THE PROBLEM ▸
Retype every one of the following entries line for line without alteration, omitting the pictures.

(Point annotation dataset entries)

•••••

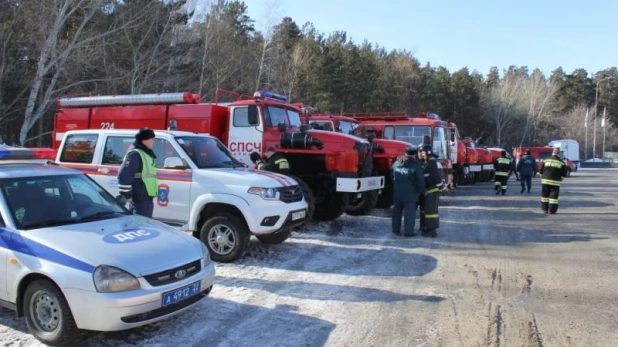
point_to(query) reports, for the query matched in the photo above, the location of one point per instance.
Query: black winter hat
(144, 134)
(411, 150)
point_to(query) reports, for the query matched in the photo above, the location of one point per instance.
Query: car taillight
(330, 162)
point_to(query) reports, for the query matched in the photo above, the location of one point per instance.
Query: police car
(73, 258)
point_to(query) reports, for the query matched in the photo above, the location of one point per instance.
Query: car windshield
(346, 127)
(412, 134)
(207, 152)
(276, 115)
(39, 202)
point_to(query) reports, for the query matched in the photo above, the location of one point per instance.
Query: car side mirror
(175, 163)
(252, 115)
(122, 200)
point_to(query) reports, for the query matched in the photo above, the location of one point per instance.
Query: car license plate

•••••

SOLUTION FOR THIS TASK ▸
point_to(query) reports, for the query matched in the photo above, the location of one point per instance.
Query: black winter hat
(144, 134)
(411, 150)
point_to(query) reports, for the query matched in the photo above, the location of one point per instance.
Query: car taillight
(330, 162)
point_to(query) reports, for the query matched in the photo above, the location of one point per instance.
Query: police car
(73, 258)
point_to(query) reports, for the query matched in the photo above, the location of one point per instance.
Query: car windshield
(346, 127)
(412, 134)
(207, 152)
(276, 115)
(39, 202)
point_to(query) reports, for the query matched in the photo above, the location of one point per instance.
Query: car side mirror
(175, 163)
(252, 115)
(122, 200)
point_to(query) reports, for the query matched in the photo above, the location of one point per instance.
Query: car license plate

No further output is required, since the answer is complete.